**What you are asked to do**
Render every line of the entries below as a numbered list, skipping the blank lines and leaving out the pictures.

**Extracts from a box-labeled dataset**
------------------------------------------------
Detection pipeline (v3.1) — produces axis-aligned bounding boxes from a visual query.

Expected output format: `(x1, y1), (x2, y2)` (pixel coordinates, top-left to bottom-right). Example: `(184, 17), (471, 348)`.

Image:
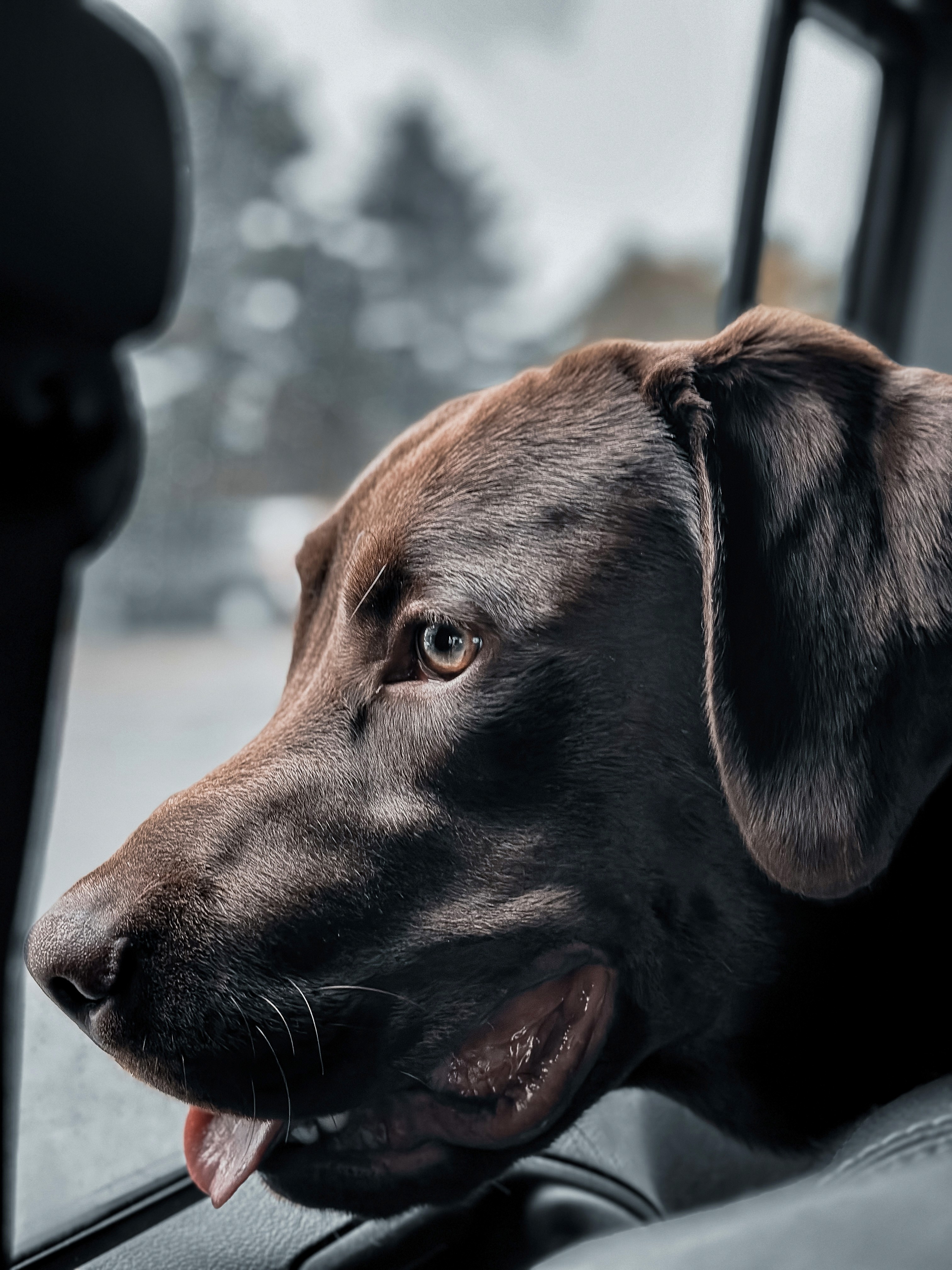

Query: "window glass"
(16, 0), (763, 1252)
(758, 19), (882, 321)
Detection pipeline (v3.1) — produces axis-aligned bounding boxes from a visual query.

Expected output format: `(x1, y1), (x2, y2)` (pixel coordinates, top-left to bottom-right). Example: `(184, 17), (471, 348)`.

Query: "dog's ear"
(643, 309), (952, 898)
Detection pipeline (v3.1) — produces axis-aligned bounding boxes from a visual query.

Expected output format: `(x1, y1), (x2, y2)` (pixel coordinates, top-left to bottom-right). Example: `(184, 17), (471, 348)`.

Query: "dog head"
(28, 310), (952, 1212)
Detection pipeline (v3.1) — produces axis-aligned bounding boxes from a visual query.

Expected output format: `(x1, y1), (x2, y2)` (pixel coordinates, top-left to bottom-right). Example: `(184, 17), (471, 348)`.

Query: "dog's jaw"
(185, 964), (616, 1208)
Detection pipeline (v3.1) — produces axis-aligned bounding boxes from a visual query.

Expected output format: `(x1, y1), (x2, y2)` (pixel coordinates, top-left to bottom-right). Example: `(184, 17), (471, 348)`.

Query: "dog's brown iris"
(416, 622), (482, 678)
------------------------------------------------
**Answer**
1. Detection pipeline (v3.1) — produces axis-aligned bounding boxes from a visual query.
2. Expected output format: `(x1, y1), (x2, y2)` (pixel coordinates, top-left to bottom-right). Example: `(184, 17), (471, 348)`.
3. Image:
4. Query: "window glass"
5. (16, 0), (763, 1252)
6. (758, 19), (882, 321)
7. Detection pipeline (v3.1) — produces axis-aligned bounding boxes from a visual query.
8. Expected output format: `(x1, y1), (x2, y2)` (pixel coordinates, top-left to bottom-right). Example: `(184, 17), (471, 348)`.
9. Query: "dog's ear"
10. (643, 309), (952, 898)
11. Detection pipeline (v3.1) — produces axis-aligned bounding boxes from a visual query.
12. Expected output format: `(x1, y1), (x2, y2)` (pixel coordinates, top-left to bottom-right). Example: `(184, 17), (471, 348)`.
13. Query: "dog head"
14. (28, 310), (952, 1212)
15. Detection pipeline (v3.1) — produces axis-aligned bounding boxes from a visual query.
16. Expected output format: `(x1, y1), (x2, y2)` (pixel coordinates, top-left to bottom-right). Example: `(184, 17), (471, 348)`.
17. Query: "dog's jaw"
18. (185, 964), (616, 1208)
19. Detection pipeline (v3.1) — produces axis-aligned bounding boxes from a visual query.
20. Expected output format: `(x1, y1), (x2, y2)` (pixel coordinates, top-left to bottom-right). Example: `(184, 17), (471, 348)`.
21. Query: "dog's brown iris"
22. (416, 622), (482, 678)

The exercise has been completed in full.